### INPUT MATERIAL
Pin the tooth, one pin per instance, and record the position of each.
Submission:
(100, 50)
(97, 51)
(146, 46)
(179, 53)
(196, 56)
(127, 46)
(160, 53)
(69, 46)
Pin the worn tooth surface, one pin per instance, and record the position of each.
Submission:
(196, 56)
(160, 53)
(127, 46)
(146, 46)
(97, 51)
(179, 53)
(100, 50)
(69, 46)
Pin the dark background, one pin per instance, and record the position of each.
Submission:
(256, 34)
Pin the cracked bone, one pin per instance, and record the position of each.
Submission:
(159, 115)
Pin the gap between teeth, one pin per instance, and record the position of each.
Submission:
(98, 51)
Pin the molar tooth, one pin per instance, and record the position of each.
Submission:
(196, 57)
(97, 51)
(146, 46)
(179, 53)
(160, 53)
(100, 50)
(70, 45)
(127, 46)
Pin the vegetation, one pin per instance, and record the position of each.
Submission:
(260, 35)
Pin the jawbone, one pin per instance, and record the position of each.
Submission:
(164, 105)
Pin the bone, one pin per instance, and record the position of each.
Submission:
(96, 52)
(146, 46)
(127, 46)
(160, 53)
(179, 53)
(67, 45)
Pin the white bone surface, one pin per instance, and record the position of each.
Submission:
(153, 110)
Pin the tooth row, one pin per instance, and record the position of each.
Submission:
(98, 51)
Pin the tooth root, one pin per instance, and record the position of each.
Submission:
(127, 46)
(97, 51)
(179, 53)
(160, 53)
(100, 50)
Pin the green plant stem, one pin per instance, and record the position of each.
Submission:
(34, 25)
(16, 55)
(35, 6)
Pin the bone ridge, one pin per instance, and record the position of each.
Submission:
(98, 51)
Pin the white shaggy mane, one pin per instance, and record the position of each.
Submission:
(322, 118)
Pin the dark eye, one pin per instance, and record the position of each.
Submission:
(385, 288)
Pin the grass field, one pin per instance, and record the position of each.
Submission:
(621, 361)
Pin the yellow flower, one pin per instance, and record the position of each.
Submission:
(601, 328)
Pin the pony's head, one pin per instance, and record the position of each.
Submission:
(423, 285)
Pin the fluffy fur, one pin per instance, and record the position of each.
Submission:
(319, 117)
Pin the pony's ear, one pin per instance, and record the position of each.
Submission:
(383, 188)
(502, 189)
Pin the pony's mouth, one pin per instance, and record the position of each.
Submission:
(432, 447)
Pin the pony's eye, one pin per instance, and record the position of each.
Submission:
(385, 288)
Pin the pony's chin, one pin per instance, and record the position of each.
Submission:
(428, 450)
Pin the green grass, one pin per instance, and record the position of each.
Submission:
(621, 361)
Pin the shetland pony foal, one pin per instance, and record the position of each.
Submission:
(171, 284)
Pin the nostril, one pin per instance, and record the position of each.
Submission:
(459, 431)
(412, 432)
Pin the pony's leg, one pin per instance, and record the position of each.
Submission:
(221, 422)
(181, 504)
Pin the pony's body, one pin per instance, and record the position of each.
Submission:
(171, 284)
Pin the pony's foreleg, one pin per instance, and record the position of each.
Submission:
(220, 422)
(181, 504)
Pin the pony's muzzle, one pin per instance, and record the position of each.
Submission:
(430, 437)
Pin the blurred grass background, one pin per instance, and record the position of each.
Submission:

### PROBLEM DETAILS
Copy each entry exactly, with nothing added or dropped.

### ANSWER SECTION
Pin the tooth, one pin per instance, and record the position of each.
Submission:
(100, 50)
(97, 51)
(146, 46)
(179, 53)
(196, 56)
(127, 46)
(160, 53)
(69, 46)
Pin the worn tooth surface, one pin per instance, and record the position of each.
Submission:
(196, 56)
(160, 53)
(127, 46)
(146, 46)
(97, 51)
(179, 53)
(100, 50)
(69, 46)
Pin the dark background, one pin per instance, and record the position of each.
Submission:
(256, 34)
Pin the cracked bone, one pin per instance, and record the position of each.
Submission:
(159, 115)
Pin the gap between teeth, one pin per instance, and record the position of each.
Submission:
(98, 51)
Pin the molar tooth, one pin per instance, and record the position of each.
Submission:
(196, 57)
(97, 51)
(146, 46)
(179, 53)
(160, 53)
(100, 50)
(70, 45)
(127, 46)
Pin the vegetation, one pin per instance, and record the position of each.
Submission:
(260, 35)
Pin the jawbone, one pin per instance, and record the position of each.
Submission:
(164, 105)
Pin the bone, one pin per instance, and record the position of each.
Submission:
(96, 52)
(146, 46)
(127, 46)
(160, 53)
(179, 53)
(67, 45)
Pin the white bone surface, one pin per instance, and record the position of each.
Submission:
(153, 110)
Pin the tooth row, one pin per instance, and record the position of each.
Submission:
(98, 51)
Pin the tooth root, one pin per instance, and record the position of each.
Submission:
(127, 46)
(97, 51)
(179, 53)
(160, 53)
(100, 50)
Pin the green plant stem, one pin per instance, and record the position of each.
Submission:
(34, 25)
(16, 55)
(35, 6)
Pin the bone ridge, one pin per instance, and record the position of each.
Submission:
(98, 51)
Pin the white shaggy mane, one pin per instance, and record the position of each.
Submission:
(322, 118)
Pin the dark eye, one pin per instance, and record the position of each.
Submission:
(385, 288)
Pin the grass field, one pin per instance, and record the position of each.
Submission:
(621, 361)
Pin the yellow flower, one pin per instance, and record the position of each.
Submission:
(601, 328)
Pin the pony's head, one pin per instance, and record the position of each.
Submission:
(423, 285)
Pin the fluffy fur, one pin per instance, and record the position of each.
Submission:
(319, 117)
Pin the pony's ear, one pin per instance, and record the position of each.
Submission:
(383, 188)
(502, 189)
Pin the pony's mouth, one pin per instance, and record the position of each.
Submission:
(432, 447)
Pin the pony's eye, one pin per instance, and record the position of each.
Submission:
(385, 288)
Pin the pony's chin, one pin per instance, and record the position of each.
Submission:
(428, 450)
Pin the green grass, one pin per instance, and record the position of each.
Submission:
(621, 361)
Pin the shetland pony foal, one pin per instance, and record the position of each.
Submission:
(171, 284)
Pin the nostril, one pin per instance, and record the position of each.
Submission:
(459, 431)
(412, 432)
Pin the pony's leg, one pin per instance, and record the position of each.
Submission:
(221, 422)
(181, 504)
Pin the pony's body, one pin per instance, and record the position of each.
Submission:
(171, 284)
Pin the pony's foreleg, one pin per instance, and record the position of each.
Submission:
(220, 422)
(181, 504)
Pin the pony's muzzle, one pin per instance, and record the position of each.
Submission:
(430, 437)
Pin the blurred grass background, one pin per instance, and record the position of each.
Submission:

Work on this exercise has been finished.